## EXERCISE BRIEF
Return verbatim the run of lines that opens with the line holding "Could you indicate the wristwatch" and closes with the last line of the records.
■ ■ ■ ■
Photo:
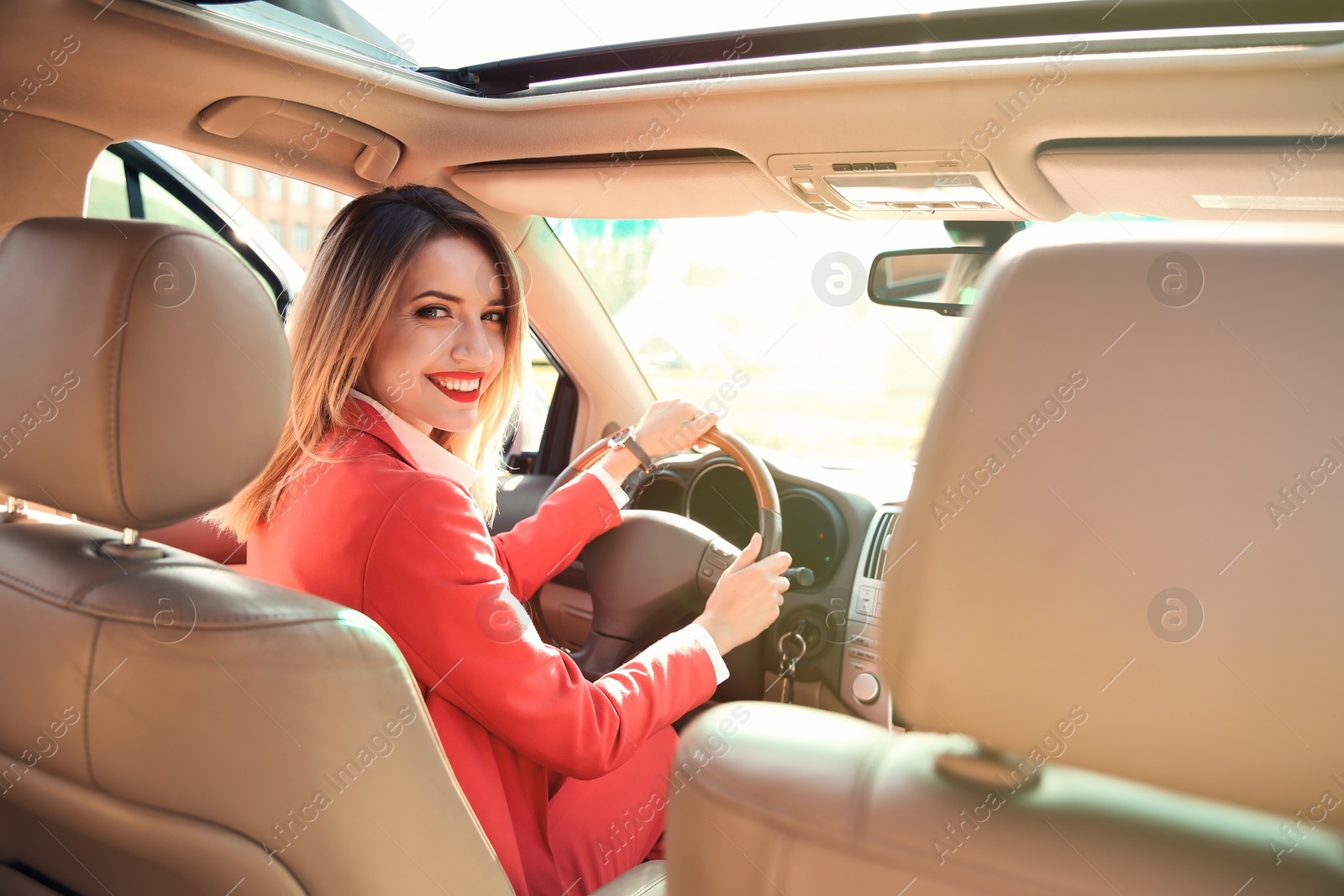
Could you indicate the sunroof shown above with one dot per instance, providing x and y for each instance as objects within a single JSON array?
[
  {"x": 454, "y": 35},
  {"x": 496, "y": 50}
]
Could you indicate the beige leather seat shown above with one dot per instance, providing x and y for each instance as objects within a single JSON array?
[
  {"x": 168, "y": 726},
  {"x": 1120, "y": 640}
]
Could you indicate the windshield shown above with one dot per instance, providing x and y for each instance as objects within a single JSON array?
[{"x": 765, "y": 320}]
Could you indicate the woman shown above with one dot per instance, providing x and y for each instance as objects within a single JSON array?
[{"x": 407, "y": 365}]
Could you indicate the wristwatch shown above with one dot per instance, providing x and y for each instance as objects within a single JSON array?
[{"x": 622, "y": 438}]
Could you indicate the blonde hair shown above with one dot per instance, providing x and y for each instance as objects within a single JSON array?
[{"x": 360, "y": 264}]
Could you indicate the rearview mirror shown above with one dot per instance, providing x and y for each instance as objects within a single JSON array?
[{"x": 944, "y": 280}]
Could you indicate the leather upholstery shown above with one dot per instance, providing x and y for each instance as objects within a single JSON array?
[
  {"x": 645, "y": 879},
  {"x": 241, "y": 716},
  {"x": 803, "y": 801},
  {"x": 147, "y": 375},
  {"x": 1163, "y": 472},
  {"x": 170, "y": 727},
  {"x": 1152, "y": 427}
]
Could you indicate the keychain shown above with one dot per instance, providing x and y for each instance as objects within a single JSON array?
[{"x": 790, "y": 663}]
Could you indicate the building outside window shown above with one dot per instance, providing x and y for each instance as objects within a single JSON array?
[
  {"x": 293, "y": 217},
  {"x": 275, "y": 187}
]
■ ■ ■ ■
## EXERCISE ANSWER
Could you indicate the wristwatch shown above with one dot per instance, providing x and y for each instance as objects within a single JSON array?
[{"x": 622, "y": 438}]
Could you indicate the blonde hair shown above with one dot per instance, providing x and y for each instance as objects within a single JSON array?
[{"x": 360, "y": 264}]
Could you indicate the rearview mirror shown above with one dot per instance, providing x and y for each instance as objects within a single JSON array?
[{"x": 944, "y": 280}]
Could you indicate the leather upholstery shown above with one dot per instance, providing x and y for each instance as objects within a single JSON array?
[
  {"x": 645, "y": 879},
  {"x": 241, "y": 716},
  {"x": 803, "y": 801},
  {"x": 147, "y": 375},
  {"x": 1163, "y": 472},
  {"x": 170, "y": 727},
  {"x": 1152, "y": 427}
]
Could you indicate the keychain shown above with one dot per instance, providing x and y for each instance as objects within a single JSON array?
[{"x": 790, "y": 663}]
Could you indicate the building outside window shown above with one dot per instance, providing x and y for each instance as objects within a single JSON array?
[
  {"x": 293, "y": 217},
  {"x": 275, "y": 187}
]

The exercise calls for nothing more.